***** Raw data *****
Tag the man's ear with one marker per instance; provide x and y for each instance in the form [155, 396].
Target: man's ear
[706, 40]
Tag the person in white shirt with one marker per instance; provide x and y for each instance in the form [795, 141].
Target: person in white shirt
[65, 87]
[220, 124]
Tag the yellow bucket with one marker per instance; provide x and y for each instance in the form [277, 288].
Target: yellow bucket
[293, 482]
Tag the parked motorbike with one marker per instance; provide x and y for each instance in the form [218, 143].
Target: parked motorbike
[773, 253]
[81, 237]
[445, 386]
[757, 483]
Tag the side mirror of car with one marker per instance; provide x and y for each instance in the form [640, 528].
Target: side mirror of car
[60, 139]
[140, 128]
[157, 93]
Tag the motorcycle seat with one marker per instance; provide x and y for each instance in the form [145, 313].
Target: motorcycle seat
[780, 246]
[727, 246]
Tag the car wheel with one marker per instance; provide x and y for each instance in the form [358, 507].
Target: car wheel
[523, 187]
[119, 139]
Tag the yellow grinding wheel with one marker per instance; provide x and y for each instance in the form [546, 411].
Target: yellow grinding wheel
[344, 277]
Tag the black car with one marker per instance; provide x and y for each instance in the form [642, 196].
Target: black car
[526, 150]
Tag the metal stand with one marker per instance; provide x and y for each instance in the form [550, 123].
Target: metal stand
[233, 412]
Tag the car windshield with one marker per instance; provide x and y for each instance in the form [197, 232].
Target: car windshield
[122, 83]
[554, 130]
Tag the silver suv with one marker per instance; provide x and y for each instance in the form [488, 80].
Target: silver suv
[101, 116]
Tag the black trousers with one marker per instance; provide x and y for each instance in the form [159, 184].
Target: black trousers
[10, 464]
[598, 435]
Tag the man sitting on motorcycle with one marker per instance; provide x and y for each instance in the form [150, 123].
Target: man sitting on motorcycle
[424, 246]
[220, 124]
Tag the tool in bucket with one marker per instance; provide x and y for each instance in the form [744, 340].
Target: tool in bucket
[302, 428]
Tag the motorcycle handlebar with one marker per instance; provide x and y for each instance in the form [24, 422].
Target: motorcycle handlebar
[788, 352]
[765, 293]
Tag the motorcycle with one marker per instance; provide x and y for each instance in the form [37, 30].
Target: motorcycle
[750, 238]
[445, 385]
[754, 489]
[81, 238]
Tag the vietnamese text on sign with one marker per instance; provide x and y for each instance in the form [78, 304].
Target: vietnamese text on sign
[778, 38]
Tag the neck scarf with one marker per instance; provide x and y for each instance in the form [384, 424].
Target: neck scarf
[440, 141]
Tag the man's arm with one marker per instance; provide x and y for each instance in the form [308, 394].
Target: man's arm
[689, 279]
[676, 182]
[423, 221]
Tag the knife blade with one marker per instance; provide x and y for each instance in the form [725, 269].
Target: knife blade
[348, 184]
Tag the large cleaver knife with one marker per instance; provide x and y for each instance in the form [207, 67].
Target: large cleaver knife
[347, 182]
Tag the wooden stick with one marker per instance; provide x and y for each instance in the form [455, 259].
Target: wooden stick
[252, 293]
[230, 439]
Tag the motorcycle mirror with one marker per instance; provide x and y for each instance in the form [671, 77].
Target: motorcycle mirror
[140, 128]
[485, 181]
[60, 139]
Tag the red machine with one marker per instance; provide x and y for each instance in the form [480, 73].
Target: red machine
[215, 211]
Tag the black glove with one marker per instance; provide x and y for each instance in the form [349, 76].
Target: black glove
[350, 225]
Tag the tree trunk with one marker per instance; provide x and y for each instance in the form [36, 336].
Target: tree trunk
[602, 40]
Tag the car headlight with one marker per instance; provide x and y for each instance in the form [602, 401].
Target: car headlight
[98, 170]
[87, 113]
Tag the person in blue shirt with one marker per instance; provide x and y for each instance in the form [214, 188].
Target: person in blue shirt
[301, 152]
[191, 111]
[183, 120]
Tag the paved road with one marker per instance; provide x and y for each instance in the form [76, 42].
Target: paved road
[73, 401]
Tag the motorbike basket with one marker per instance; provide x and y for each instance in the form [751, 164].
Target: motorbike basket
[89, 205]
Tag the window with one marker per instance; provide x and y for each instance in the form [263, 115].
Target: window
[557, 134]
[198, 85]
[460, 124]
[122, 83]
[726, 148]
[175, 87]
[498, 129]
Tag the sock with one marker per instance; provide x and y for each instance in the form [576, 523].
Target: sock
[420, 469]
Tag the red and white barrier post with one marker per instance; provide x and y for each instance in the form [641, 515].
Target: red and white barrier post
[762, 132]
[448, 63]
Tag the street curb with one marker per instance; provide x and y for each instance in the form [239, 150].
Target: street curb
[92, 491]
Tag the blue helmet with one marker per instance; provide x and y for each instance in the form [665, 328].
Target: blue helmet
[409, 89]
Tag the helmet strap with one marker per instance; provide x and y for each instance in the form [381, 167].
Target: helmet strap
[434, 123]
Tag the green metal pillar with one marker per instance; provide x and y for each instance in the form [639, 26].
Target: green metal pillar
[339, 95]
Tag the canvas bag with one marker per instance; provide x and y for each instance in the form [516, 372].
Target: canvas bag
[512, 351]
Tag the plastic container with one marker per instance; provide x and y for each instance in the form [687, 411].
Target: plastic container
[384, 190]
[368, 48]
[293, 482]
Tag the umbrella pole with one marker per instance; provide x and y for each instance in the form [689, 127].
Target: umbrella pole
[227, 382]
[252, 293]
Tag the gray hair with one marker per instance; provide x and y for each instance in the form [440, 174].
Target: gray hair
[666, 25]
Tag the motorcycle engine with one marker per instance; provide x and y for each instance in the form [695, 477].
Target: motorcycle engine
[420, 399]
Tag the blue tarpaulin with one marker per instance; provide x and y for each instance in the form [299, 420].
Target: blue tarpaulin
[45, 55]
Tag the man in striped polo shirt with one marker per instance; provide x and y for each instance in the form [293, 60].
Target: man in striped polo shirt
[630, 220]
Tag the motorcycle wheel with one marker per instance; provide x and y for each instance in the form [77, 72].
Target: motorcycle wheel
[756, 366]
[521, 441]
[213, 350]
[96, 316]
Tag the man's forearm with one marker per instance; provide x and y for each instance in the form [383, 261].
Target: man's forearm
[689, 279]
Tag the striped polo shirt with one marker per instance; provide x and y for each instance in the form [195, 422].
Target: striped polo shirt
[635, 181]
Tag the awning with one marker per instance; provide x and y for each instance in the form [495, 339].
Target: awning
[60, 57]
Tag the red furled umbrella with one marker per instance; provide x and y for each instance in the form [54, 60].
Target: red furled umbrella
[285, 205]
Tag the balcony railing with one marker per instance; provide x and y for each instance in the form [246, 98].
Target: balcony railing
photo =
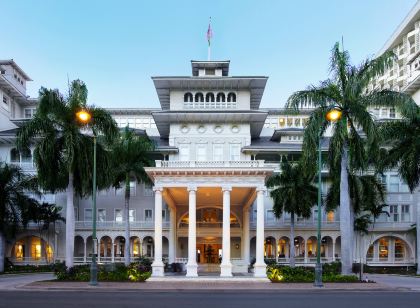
[210, 164]
[117, 225]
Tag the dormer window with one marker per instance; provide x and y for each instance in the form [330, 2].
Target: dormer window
[209, 97]
[199, 97]
[210, 72]
[231, 97]
[188, 98]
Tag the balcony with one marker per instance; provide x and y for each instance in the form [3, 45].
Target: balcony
[119, 225]
[210, 164]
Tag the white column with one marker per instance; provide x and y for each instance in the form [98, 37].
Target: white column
[260, 266]
[418, 232]
[172, 234]
[226, 266]
[245, 236]
[84, 249]
[192, 233]
[157, 265]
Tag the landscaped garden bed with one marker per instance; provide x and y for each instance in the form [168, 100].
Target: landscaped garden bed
[330, 273]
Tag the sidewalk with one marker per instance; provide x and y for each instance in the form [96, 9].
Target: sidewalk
[203, 285]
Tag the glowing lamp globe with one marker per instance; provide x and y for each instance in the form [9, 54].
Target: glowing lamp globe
[334, 115]
[83, 116]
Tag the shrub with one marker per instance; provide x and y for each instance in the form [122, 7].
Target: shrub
[307, 274]
[119, 272]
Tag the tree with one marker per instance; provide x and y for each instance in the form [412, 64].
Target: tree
[14, 203]
[130, 155]
[404, 137]
[355, 134]
[293, 193]
[63, 153]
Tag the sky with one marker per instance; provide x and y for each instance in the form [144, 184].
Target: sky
[116, 46]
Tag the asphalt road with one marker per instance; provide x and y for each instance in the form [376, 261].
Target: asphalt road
[215, 299]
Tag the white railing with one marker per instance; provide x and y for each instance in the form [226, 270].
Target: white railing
[302, 223]
[181, 260]
[210, 164]
[119, 225]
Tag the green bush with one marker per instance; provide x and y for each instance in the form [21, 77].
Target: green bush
[119, 272]
[307, 274]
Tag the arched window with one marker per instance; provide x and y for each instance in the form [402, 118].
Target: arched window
[209, 97]
[188, 97]
[14, 155]
[199, 97]
[220, 97]
[231, 97]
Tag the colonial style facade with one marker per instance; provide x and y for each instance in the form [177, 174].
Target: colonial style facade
[209, 209]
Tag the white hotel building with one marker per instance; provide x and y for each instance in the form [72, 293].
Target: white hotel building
[215, 149]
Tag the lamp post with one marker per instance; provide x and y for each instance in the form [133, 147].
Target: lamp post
[332, 116]
[85, 117]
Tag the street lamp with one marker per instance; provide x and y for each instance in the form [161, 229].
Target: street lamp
[84, 117]
[332, 116]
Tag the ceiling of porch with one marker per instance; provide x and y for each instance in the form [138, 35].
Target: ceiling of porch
[210, 196]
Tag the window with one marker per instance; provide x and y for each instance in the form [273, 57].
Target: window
[220, 97]
[235, 152]
[188, 97]
[5, 102]
[270, 215]
[209, 97]
[201, 152]
[148, 215]
[231, 97]
[218, 152]
[392, 113]
[132, 215]
[199, 97]
[405, 212]
[184, 152]
[101, 215]
[147, 190]
[29, 113]
[118, 214]
[394, 183]
[393, 211]
[88, 214]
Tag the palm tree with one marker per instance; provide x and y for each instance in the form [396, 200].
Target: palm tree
[404, 136]
[130, 155]
[354, 135]
[14, 203]
[63, 154]
[293, 193]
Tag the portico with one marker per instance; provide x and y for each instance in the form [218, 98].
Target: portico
[238, 183]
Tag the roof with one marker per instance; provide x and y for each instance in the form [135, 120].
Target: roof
[266, 144]
[255, 84]
[196, 65]
[16, 67]
[163, 119]
[405, 26]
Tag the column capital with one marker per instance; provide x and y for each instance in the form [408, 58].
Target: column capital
[192, 188]
[226, 188]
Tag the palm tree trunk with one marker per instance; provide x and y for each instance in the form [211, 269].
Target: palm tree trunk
[346, 227]
[127, 222]
[2, 251]
[292, 240]
[70, 222]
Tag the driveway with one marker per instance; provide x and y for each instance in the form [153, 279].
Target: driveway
[397, 281]
[12, 281]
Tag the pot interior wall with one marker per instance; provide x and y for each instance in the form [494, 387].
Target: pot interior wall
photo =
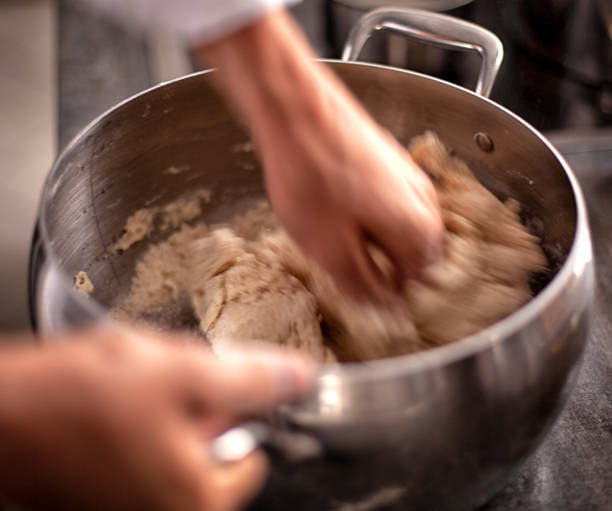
[122, 164]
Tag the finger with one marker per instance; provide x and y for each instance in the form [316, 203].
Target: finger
[230, 486]
[353, 270]
[410, 235]
[246, 381]
[197, 481]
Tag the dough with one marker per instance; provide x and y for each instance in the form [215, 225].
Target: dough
[254, 282]
[82, 284]
[241, 293]
[248, 282]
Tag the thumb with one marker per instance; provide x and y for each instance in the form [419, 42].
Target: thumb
[253, 380]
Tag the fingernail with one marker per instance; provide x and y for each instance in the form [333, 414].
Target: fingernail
[295, 376]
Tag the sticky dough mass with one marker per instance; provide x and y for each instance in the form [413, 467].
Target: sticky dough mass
[249, 282]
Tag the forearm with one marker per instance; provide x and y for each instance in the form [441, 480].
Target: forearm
[268, 73]
[17, 363]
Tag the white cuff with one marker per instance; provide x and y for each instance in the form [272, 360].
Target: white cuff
[197, 21]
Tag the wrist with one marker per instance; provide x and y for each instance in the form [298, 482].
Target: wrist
[267, 71]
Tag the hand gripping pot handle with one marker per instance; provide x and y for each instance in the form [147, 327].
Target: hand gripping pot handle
[435, 29]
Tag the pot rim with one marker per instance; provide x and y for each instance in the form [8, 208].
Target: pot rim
[578, 259]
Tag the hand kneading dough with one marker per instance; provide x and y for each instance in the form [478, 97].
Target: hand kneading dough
[240, 294]
[250, 282]
[253, 282]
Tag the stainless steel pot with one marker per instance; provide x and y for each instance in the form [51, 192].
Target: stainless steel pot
[441, 429]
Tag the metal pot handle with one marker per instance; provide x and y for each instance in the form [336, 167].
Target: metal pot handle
[435, 29]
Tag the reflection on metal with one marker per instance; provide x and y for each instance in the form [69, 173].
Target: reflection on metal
[434, 29]
[484, 142]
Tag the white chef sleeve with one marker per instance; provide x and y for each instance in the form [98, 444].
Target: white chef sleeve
[197, 21]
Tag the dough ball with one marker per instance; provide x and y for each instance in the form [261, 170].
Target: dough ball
[242, 297]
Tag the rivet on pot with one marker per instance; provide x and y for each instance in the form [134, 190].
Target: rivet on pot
[484, 142]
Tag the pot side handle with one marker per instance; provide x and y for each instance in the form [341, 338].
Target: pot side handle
[435, 29]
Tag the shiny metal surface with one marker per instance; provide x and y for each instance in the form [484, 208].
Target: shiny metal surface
[433, 29]
[441, 429]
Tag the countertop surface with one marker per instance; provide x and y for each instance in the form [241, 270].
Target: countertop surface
[572, 470]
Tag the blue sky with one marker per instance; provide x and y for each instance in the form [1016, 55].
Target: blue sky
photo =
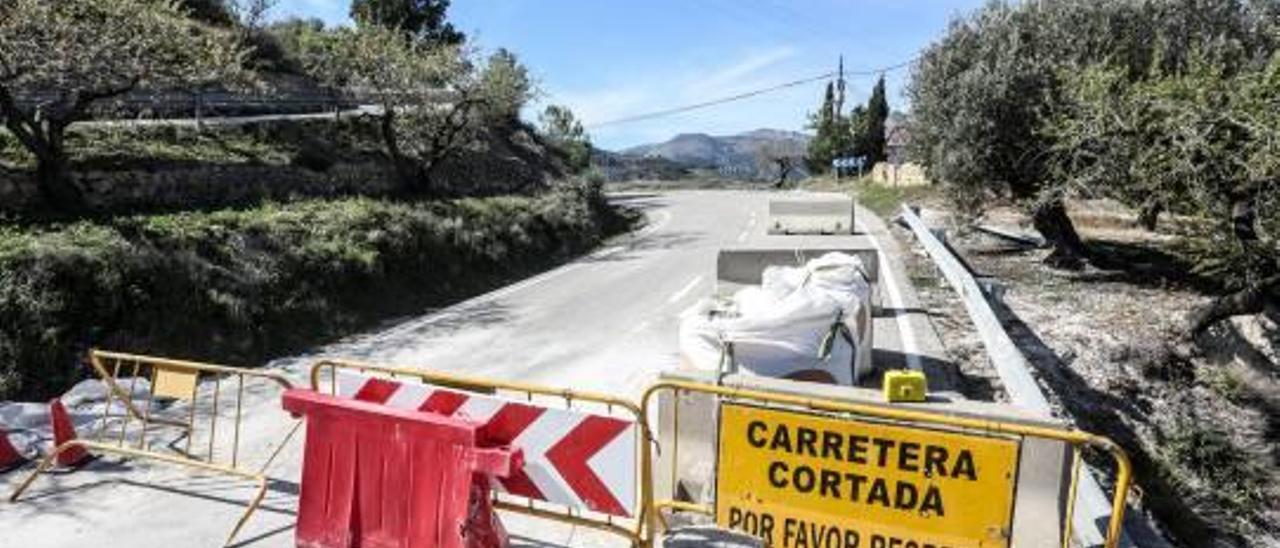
[608, 59]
*****
Your instructions: Please format the records from the line containing "Tag the blue sky" through the end of the records, both included, as a Markdown table with the columns Row and Line, skipping blank lines and omitting the pictures.

Exercise response:
| Row | Line |
|---|---|
| 1 | Tag the blue sky with one marker per instance; provide x and y for each instance in the form [1016, 55]. |
| 2 | Target: blue sky |
| 3 | photo = |
| 4 | [608, 59] |